Work to complete:
The lines to extract run from the first line of the entries through the line that contains "Use x1, y1, x2, y2"; reproduce exactly those lines and no others.

Extracted data:
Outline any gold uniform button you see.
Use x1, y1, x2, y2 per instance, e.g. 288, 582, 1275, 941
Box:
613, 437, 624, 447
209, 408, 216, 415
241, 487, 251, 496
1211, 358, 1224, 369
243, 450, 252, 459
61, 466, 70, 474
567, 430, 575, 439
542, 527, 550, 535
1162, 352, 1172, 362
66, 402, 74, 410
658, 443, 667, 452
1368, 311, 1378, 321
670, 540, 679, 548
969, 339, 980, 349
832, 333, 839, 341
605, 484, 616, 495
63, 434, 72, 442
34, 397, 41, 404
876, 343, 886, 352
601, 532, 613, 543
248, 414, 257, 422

Task result:
Outline any gold uniform button you see.
Use x1, y1, x2, y2 per instance, e.g. 288, 582, 1275, 941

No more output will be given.